(Stored data entries)
——

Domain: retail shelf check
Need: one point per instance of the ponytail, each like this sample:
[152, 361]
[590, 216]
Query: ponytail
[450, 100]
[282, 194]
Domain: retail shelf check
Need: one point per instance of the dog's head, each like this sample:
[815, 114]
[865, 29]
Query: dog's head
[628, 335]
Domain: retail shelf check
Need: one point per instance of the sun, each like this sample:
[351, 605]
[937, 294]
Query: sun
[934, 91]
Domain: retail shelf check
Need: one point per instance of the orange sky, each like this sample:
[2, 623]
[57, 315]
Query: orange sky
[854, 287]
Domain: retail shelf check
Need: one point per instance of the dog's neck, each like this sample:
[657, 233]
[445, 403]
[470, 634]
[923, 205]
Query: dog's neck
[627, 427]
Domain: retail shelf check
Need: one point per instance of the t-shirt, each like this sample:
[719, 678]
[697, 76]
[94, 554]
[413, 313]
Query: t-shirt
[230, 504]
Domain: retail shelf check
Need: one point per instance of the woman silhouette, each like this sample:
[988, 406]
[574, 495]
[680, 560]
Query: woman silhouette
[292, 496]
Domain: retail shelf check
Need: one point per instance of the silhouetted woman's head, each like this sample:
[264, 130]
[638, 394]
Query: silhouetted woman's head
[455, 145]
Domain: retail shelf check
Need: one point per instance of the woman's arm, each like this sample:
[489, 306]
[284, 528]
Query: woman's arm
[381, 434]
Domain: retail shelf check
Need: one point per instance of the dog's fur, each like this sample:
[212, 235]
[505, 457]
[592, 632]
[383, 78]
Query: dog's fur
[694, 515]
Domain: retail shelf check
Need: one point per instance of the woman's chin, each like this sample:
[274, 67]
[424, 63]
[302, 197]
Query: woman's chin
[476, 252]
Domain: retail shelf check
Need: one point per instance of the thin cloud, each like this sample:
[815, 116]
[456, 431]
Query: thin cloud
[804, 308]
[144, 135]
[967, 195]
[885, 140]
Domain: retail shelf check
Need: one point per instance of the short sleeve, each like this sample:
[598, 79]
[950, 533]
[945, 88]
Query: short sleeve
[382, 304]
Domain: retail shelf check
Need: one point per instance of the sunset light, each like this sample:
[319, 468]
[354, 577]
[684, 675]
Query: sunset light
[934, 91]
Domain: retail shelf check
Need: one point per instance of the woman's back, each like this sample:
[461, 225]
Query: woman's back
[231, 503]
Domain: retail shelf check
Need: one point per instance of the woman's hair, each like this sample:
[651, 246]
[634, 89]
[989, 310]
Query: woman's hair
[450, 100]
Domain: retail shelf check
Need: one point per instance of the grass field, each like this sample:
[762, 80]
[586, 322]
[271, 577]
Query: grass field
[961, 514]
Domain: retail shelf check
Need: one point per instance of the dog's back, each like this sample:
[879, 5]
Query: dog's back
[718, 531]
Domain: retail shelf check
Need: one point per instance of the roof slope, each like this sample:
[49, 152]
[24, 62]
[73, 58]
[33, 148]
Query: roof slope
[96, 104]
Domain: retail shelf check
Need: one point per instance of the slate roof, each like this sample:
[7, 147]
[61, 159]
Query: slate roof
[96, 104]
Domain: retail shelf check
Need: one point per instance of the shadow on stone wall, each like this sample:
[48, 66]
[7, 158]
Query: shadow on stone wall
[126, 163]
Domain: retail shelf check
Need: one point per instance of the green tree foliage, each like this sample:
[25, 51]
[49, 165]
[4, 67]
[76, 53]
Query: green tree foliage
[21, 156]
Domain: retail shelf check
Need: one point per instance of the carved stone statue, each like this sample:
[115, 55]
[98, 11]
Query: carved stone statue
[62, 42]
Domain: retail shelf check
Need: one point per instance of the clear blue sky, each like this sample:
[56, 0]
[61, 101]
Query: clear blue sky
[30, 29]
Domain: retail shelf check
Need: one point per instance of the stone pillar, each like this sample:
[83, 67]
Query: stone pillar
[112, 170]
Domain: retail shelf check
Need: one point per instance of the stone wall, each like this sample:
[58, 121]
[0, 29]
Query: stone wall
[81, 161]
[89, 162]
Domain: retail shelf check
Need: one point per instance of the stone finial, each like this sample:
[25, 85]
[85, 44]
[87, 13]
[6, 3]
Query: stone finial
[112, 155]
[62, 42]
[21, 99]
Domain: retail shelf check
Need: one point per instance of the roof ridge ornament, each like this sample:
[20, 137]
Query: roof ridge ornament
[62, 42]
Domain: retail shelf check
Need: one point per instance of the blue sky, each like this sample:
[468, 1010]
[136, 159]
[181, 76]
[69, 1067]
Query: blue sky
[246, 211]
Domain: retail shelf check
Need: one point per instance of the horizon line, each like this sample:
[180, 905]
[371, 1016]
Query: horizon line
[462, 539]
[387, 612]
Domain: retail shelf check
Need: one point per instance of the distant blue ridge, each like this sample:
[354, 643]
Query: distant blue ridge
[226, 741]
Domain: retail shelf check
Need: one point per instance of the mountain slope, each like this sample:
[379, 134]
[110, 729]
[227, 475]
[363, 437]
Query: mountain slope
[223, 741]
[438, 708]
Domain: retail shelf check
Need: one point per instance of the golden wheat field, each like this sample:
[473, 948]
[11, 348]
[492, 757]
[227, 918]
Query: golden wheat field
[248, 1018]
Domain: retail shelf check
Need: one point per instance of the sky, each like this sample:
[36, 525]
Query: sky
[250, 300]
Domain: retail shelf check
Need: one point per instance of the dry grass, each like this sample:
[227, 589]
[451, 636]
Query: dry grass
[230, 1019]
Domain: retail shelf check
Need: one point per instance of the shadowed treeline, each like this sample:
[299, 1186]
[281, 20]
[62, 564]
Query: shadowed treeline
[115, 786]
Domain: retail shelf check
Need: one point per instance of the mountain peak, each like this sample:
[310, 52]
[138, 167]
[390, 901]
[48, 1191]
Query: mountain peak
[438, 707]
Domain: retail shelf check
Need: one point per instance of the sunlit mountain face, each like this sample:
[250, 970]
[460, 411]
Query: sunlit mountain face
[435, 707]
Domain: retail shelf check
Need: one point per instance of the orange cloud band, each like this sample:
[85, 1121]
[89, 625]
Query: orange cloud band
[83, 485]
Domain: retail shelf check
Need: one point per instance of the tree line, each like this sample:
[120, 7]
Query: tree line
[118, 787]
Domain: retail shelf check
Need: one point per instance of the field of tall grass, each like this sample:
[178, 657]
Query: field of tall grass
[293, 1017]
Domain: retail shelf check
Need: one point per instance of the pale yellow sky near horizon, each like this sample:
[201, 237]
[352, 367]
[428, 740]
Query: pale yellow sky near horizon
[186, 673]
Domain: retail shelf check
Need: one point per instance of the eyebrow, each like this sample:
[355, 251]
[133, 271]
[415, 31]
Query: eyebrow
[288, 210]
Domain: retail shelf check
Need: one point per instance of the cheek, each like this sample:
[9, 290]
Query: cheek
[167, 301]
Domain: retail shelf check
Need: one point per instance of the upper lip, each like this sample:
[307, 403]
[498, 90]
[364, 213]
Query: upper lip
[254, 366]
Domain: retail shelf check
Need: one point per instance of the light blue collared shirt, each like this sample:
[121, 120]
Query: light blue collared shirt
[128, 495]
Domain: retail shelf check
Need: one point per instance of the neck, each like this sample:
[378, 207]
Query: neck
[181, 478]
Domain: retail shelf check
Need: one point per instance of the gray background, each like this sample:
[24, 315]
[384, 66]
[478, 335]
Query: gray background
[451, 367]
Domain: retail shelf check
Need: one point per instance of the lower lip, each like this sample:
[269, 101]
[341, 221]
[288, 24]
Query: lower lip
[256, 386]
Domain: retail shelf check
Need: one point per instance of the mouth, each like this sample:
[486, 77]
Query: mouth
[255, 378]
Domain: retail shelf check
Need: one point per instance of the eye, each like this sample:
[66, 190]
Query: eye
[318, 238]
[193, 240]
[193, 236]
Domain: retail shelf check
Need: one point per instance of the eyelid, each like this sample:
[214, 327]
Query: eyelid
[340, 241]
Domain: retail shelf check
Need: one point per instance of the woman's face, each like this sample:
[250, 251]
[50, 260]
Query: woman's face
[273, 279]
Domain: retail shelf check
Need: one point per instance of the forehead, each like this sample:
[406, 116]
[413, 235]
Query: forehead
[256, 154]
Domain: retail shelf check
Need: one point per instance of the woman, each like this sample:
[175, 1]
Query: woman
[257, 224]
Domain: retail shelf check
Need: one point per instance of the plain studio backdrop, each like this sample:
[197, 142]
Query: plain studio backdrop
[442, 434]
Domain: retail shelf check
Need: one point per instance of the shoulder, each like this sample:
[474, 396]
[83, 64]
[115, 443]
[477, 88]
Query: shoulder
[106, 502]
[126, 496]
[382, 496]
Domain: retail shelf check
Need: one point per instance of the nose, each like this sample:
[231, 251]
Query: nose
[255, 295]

——

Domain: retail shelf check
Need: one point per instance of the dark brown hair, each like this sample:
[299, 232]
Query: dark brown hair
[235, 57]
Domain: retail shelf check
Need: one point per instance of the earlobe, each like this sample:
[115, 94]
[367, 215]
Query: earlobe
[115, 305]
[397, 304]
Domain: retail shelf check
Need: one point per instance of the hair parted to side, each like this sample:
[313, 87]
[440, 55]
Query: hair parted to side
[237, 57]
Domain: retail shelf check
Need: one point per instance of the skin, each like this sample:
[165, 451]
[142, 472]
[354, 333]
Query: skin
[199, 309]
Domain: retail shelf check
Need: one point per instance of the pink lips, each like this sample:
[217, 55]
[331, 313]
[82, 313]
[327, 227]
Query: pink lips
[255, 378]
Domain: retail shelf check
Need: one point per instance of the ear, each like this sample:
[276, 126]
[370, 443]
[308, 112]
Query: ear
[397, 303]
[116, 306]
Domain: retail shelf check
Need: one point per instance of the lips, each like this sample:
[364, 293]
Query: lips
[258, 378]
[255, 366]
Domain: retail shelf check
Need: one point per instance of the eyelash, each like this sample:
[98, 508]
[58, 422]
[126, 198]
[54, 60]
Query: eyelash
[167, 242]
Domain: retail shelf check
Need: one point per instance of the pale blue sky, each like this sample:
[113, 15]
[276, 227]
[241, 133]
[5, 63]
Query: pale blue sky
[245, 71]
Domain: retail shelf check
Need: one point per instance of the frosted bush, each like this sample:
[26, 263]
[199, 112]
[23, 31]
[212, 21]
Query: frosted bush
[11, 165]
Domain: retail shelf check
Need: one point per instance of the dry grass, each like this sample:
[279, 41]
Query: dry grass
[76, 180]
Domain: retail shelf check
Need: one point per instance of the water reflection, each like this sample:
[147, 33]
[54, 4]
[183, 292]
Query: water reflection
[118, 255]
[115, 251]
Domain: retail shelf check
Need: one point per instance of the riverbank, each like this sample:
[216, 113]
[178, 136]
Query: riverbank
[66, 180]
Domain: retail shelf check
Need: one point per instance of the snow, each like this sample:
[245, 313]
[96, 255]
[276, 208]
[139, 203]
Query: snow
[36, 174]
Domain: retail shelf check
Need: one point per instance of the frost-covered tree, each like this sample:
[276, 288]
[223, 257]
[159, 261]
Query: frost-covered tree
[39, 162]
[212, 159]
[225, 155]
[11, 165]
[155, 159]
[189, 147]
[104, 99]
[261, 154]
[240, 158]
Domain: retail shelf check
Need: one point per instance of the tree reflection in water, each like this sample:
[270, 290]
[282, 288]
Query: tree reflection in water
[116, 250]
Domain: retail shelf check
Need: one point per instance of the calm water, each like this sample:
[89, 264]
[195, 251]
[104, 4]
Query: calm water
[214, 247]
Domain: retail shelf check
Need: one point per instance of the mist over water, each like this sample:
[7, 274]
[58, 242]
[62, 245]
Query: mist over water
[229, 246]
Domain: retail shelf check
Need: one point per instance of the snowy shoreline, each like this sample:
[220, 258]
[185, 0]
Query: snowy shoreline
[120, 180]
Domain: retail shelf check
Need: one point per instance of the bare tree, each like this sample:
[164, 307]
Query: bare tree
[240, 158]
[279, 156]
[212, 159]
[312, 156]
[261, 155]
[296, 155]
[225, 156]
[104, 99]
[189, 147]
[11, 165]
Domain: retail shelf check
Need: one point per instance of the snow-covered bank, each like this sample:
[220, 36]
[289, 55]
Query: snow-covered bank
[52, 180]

——

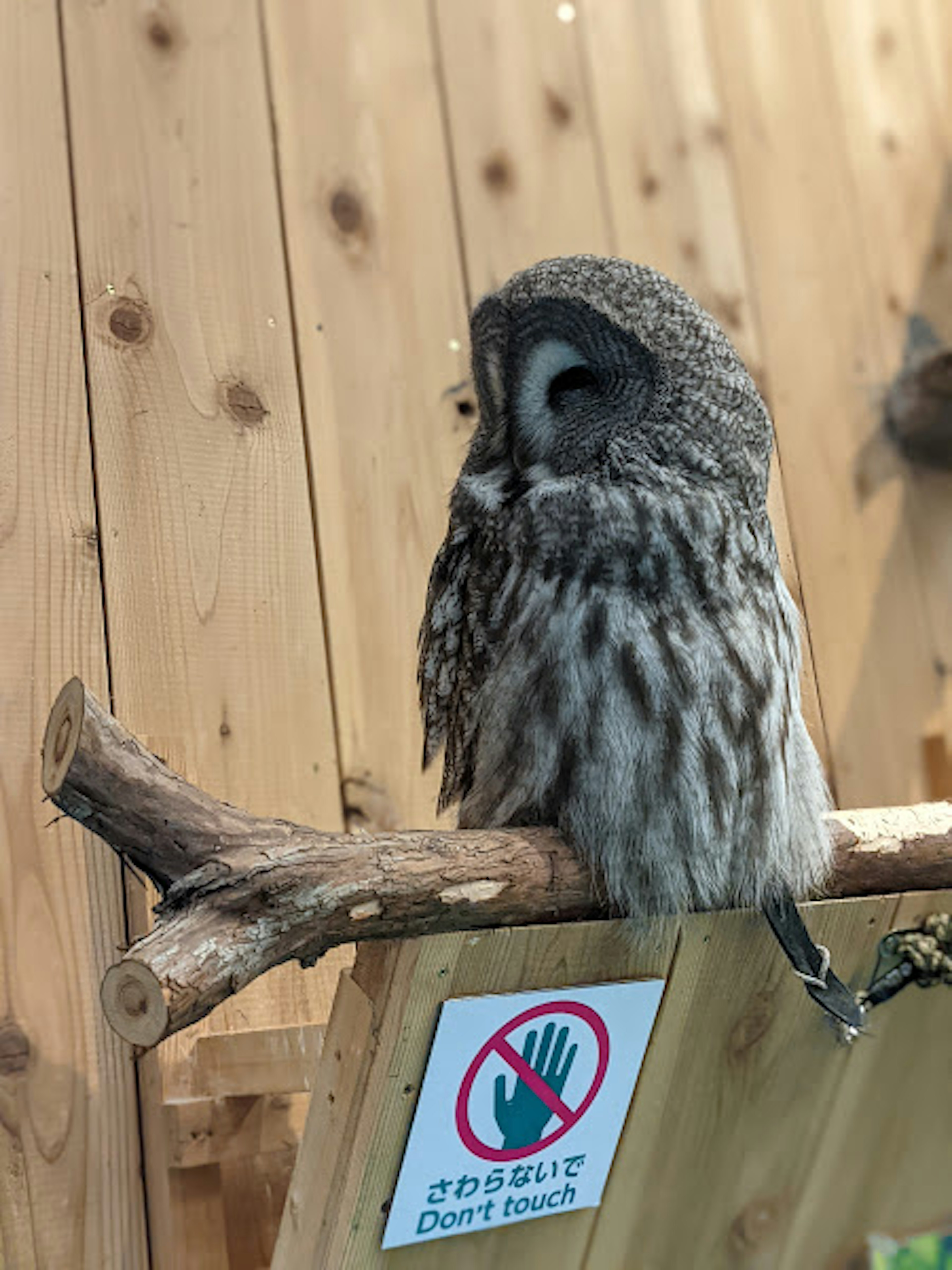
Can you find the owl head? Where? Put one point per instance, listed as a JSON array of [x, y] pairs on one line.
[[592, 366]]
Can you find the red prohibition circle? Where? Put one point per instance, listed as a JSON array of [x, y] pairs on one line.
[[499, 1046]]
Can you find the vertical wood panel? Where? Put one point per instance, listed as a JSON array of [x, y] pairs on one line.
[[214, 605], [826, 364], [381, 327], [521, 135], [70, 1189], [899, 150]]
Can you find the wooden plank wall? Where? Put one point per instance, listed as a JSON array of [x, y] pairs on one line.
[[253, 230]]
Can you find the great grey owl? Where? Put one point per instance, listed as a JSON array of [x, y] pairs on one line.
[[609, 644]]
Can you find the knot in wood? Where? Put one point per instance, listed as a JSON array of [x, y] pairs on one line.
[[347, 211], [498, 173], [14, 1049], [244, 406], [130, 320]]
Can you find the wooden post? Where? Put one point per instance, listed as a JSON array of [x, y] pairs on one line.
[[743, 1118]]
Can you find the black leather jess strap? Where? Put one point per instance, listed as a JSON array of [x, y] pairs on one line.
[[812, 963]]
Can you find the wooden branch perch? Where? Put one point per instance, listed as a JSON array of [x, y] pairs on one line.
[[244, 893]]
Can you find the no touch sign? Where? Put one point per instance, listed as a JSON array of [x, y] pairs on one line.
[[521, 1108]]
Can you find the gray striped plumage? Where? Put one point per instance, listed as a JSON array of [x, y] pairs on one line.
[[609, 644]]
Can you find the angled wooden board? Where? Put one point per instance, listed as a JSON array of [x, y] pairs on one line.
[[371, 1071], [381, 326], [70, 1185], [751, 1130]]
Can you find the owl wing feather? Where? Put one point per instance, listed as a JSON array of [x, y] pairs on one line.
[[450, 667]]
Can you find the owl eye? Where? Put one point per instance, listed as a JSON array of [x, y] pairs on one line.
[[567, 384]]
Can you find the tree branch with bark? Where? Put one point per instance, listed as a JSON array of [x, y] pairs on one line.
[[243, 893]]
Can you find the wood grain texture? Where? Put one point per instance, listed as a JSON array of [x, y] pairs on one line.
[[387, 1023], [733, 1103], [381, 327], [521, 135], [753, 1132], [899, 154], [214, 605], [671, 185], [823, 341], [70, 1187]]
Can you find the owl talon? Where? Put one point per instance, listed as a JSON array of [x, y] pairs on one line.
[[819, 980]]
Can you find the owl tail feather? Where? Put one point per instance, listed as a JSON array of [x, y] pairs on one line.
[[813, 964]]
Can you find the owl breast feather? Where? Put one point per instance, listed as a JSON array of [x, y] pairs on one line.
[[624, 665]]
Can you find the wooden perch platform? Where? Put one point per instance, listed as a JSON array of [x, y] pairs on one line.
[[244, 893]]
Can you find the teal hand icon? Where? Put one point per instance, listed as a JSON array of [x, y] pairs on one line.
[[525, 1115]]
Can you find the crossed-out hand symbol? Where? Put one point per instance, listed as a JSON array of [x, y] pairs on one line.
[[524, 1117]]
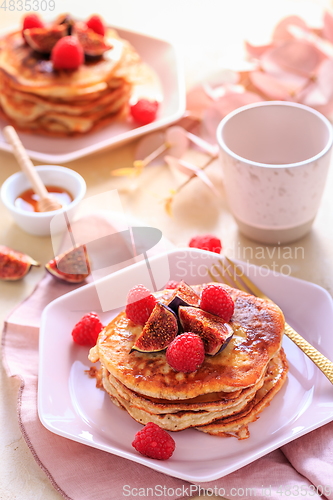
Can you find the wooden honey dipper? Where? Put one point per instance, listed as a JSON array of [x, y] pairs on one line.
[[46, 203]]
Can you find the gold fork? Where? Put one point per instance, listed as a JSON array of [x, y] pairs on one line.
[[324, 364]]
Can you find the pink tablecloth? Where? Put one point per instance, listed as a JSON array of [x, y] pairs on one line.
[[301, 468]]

——

* What you have to do
Only the lines above from the one with "Need: one point per instance of the woman's hair, each" up to and including the one with "Need: one point per instance of the roof ridge" should be repeated, exactly as written.

* Expected answer
Need: one point per instance of the woman's hair, each like this sample:
[651, 246]
[634, 89]
[989, 310]
Query: woman's hair
[450, 100]
Domain: retail shelf check
Need: one point per instance of the grass field, each like this sample:
[762, 80]
[586, 322]
[271, 577]
Query: grass field
[961, 514]
Domain: retail shelf check
Need: one point per instance of the dog's back, each like this sample:
[879, 5]
Query: dog's back
[718, 531]
Domain: retail shelf check
Need: one point per instance of the roof slope, each like this sample:
[49, 152]
[24, 62]
[73, 58]
[33, 148]
Query: roof slope
[96, 104]
Domain: retail shelf check
Need: one point per instance of the slate roof, each like this sample:
[7, 147]
[61, 159]
Query: slate roof
[96, 104]
Domain: retail shelf check
Need: one point per instance of the shadow on stone wall, each like this sample:
[48, 66]
[7, 158]
Query: shadow on stone wall
[126, 163]
Domain: retail shelf check
Need: one point per instance of the green tree foliage, each like this sample:
[25, 51]
[49, 165]
[4, 67]
[76, 53]
Query: green tree foliage
[21, 156]
Domain: retail shelf check
Need: one point per instance of the carved stone statue, each like this sample:
[115, 55]
[98, 11]
Query: carved stone statue
[62, 42]
Domain: retail shelf check
Need: one point per instance of the clear blue sky, each like this sample:
[56, 0]
[61, 101]
Query: clear blue sky
[30, 29]
Domain: retail shelf check
Need: one point per instance of the stone pillar, each like this sample:
[83, 67]
Query: stone pillar
[112, 170]
Domain: retail shelf check
Need: one point per instance of the stone wall, each like this sample:
[58, 121]
[0, 29]
Query: stone wall
[81, 161]
[89, 162]
Domain: retail shelf check
Need: one point per instance of the stone finial, each like this sample:
[25, 85]
[85, 44]
[87, 13]
[6, 3]
Query: stone finial
[112, 155]
[62, 42]
[21, 99]
Domain: retail shelf check
Need: one point per instance of the roof ridge ornament, each like this sample:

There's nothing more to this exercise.